ABOUT THIS TASK | Leaving the images aside, print every record in the material exactly.

______

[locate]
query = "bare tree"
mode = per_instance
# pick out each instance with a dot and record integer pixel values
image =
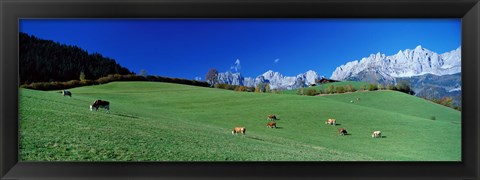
(211, 76)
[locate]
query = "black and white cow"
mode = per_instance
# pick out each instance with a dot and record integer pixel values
(100, 104)
(66, 93)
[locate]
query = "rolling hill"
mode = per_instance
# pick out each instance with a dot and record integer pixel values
(152, 121)
(322, 87)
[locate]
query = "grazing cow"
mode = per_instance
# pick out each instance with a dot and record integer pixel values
(331, 122)
(66, 93)
(237, 130)
(100, 104)
(272, 124)
(272, 117)
(377, 134)
(342, 131)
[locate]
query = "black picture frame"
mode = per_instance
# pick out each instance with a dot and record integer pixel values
(11, 11)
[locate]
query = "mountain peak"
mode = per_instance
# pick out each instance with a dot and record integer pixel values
(418, 48)
(405, 63)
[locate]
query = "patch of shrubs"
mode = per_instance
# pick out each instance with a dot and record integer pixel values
(110, 78)
(311, 92)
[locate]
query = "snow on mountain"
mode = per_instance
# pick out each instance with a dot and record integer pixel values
(275, 79)
(407, 63)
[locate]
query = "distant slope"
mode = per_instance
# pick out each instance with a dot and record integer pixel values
(45, 60)
(322, 87)
(436, 87)
(172, 122)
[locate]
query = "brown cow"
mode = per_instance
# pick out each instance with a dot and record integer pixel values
(272, 124)
(342, 131)
(377, 134)
(331, 122)
(237, 130)
(271, 117)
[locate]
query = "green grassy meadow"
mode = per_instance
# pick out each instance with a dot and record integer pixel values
(323, 87)
(151, 121)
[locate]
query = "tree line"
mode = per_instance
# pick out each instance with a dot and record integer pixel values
(48, 61)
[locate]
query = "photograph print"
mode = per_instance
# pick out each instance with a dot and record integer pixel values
(170, 90)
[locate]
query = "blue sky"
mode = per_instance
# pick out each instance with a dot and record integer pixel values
(188, 48)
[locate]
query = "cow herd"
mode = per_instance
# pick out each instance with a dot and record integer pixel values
(333, 122)
(236, 130)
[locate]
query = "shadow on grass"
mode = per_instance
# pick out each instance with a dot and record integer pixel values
(126, 115)
(254, 138)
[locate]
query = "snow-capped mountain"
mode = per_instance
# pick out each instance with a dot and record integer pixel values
(275, 79)
(379, 68)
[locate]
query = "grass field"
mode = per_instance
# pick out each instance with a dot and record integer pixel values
(171, 122)
(323, 87)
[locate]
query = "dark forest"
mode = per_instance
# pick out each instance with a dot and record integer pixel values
(47, 61)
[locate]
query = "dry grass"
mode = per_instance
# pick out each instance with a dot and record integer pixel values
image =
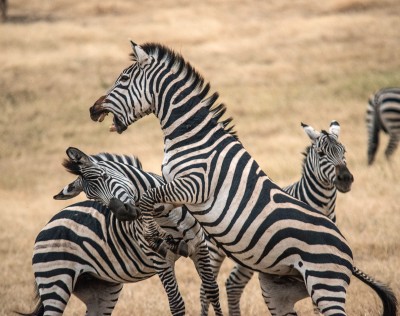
(275, 63)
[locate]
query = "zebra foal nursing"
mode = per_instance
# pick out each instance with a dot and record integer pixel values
(209, 173)
(383, 114)
(84, 250)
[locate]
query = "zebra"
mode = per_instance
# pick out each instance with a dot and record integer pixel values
(383, 113)
(209, 172)
(324, 173)
(86, 251)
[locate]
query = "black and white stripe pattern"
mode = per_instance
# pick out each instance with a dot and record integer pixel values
(87, 251)
(383, 114)
(324, 172)
(209, 172)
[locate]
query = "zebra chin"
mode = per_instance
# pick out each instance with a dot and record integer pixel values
(126, 212)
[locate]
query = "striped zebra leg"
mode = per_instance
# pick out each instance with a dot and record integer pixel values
(216, 260)
(100, 297)
(392, 145)
(235, 284)
(209, 287)
(280, 293)
(168, 280)
(55, 289)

______

WRITTEN RESPONSE |
[locate]
query = "bare tree"
mode = per_instance
# pick out each instance with a dot and record integer pixel values
image =
(211, 76)
[locate]
query = "black and white cow"
mode = per_instance
# pick out each instance with a dot and record integer pixel values
(100, 104)
(66, 93)
[locate]
query = "rolling hill"
mode = per_instance
# pick out each instance with a dot and record integer pixel values
(152, 121)
(322, 87)
[locate]
query = "grazing cow"
mode = per_instance
# pick out each instance with a dot and record integer pixel values
(331, 122)
(66, 93)
(237, 130)
(100, 104)
(272, 124)
(272, 117)
(377, 134)
(342, 131)
[locate]
query = "black picture frame"
mode = per_instance
# pick out each instance with a dot and record integer pixel values
(11, 11)
[locate]
query = "mountain peak"
mode = per_instance
# pick out each instance with a dot and record integer pixel values
(418, 48)
(405, 63)
[locate]
query = "patch of shrubs"
mode = per_instance
# pick out each instance with a dot and record integer pixel values
(110, 78)
(311, 92)
[locate]
query = "snow on mountain"
mode = per_instance
# pick out each instance with a dot and record integer pixel values
(275, 79)
(407, 63)
[locate]
query = "distant slope"
mode = per_instance
# pick out each instance with a dot and record integer pixel values
(45, 60)
(322, 87)
(436, 87)
(172, 122)
[locate]
query = "brown cow"
mode = per_instance
# pick out each instance with a dot and record integer pixel values
(272, 124)
(342, 131)
(377, 134)
(331, 122)
(237, 130)
(271, 117)
[locate]
query = "green grassy meadow"
mode = per_instance
# pick out each instance with a dot and record integer pixel values
(323, 87)
(151, 121)
[locate]
query = "tree line"
mode = per_instance
# pick out each instance with a dot and record integer pixel values
(48, 61)
[locate]
query = "photograph print"
mode = per_instance
# pick out each instance with a dot and record integer pixel values
(170, 90)
[locate]
query = "blue sky"
mode = per_instance
# pick out each instance with a dot and record integer pixel values
(188, 48)
[locate]
query = "cow herd"
mode = per_instance
# pick out each instance with a dot and record integer pixel values
(333, 122)
(236, 130)
[locate]
query = "shadow on grass"
mode = per_instance
# pick out each instance with a dot and record integer pixel values
(126, 115)
(254, 138)
[locate]
query = "snow-capped mountain"
mode = per_instance
# pick out each instance with a dot and record integer pixel values
(275, 79)
(379, 68)
[locate]
query = "grass field"
mode = per_instance
# pick out each instance with a dot and record integer pixel values
(171, 122)
(323, 87)
[locate]
query = "dark forest"
mode = per_instance
# pick out each instance with a dot and record integer pixel values
(47, 61)
[locate]
query = "dry grass"
mode = per_instance
# pick out each instance with a dot and record integer pixel values
image =
(275, 63)
[locate]
query = "zebra foal nursing"
mode = per_instance
# pick out each instance with a dot and record integer pixel values
(209, 173)
(383, 114)
(84, 250)
[locate]
query = "zebra"
mode = per_instance
# pick out each instance with a dot and record integer pixel values
(383, 113)
(209, 172)
(324, 173)
(86, 251)
[locate]
query = "black and white stripe pattern"
mode = per_instance
# pick out each instance with a dot and record integer pixel values
(87, 251)
(383, 114)
(324, 172)
(209, 172)
[locate]
query = "zebra chin"
mode = per_instance
# pick out each instance with a dot and record integer pixel values
(126, 212)
[locate]
query = "striped zebra leg"
mode = per_instance
# pick out each instance with a dot and record integer pixel values
(216, 260)
(100, 297)
(392, 145)
(235, 284)
(209, 287)
(280, 293)
(168, 280)
(55, 289)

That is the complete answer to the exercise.